▸ Texto proporcionado
Pink Floyd. Live at Pompeii
Simbiosis filmo-musical, la fusión de recital y obra audiovisual se identifica a su vez con el rezumante misterio de música y localizaciones.
No completadas aún la infancia y adolescencia del Rock y el Pop, demasiado se corrió en pocos años tras el ilusorio grial de una libertad sin límites. La nueva alianza cine-música desencadenó un vertiginoso arrebato juvenil, inyectado en el torrente contracultural: El rock de la cárcel (1957), de Richard Thorpe, con Elvis Presley; ¡Qué noche la de aquel día! (1964) y Help! (1965), ambas de Richard Lester, con The Beatles; documentales como Don’t Look Back (1967), de D.A. Pennebaker, sobre Bob Dylan; Sympathy for the Devil (1969), de Jean-Luc Godard, sobre The Rolling Stones; Woodstock. Tres días de paz y música (1970), de Michael Wadleigh…
Ingredientes sustanciales del potaje psicodélico fueron la Generación Beat de Allen Ginsberg, Jack Kerouac, William Burroughs… o el cine underground de Andy Warhol, Jonas Mekas, John Casavettes, Michael Snow, etc: la entente audiovisual más arriesgada y experimental. La ‘originalidad’ creativa era pose preceptiva para ‘cambiar el mundo’ y aderezo habitual, la fusión alucinógena de lo visual y lo sonoro: parte de la sumersión experiencial en que debía consistir un pretencioso arte sin tradición, técnica ni reglas. El fútil happening incluía así, barra libre lisérgica, exotismo y pacifismo orientalistas, aplicación teórica y práctica de marxismo y psicoanálisis a sociología, enseñanza, sexualidad, agitación política…
Contribuyeron a elaborar la pócima unos estudiantes de Arquitectura y Bellas Artes llamados Roger Waters, Rick Wright, Nick Mason, Syd Barrett y David Gilmour (sustituto de aquél, ya desintegrado por el LSD). O sea, Pink Floyd. Zabriskie Point (1970), de Michelangelo Antonioni, More (1969) y El valle (1972), ambas de Barbet Schroeder, eran hasta entonces sus aportaciones más notorias al cine.

▸ Ítems mostrados
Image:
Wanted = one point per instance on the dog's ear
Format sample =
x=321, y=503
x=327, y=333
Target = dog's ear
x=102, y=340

▸ Lista de actividades
1. Enumera, por favor, los nombres de los estudiantes de Arquitectura y Bellas Artes que, según el texto sobre Pink Floyd, formaron el grupo.
2. Transcribe el fragmento del texto sobre Pink Floyd que va desde "Pink Floyd. Live" hasta "música y localizaciones.", ambos incluidos.
Los ítems son material independiente del texto sobre Pink Floyd.

▸ Respuestas numeradas
1. Roger Waters, Rick Wright, Nick Mason, Syd Barrett y David Gilmour.

2.
Pink Floyd. Live at Pompeii
Simbiosis filmo-musical, la fusión de recital y obra audiovisual se identifica a su vez con el rezumante misterio de música y localizaciones.